Material for this exercise
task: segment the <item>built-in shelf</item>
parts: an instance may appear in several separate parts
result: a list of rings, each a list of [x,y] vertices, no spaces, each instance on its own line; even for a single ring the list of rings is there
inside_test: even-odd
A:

Task brief
Reproduce the listing above verbatim, every line from first to last, with no change to any character.

Task solution
task: segment the <item>built-in shelf</item>
parts: an instance may appear in several separate parts
result: a list of rings, each a list of [x,y] vertices, no spaces, each instance on its own line; even for a single ring the list of rings is there
inside_test: even-odd
A:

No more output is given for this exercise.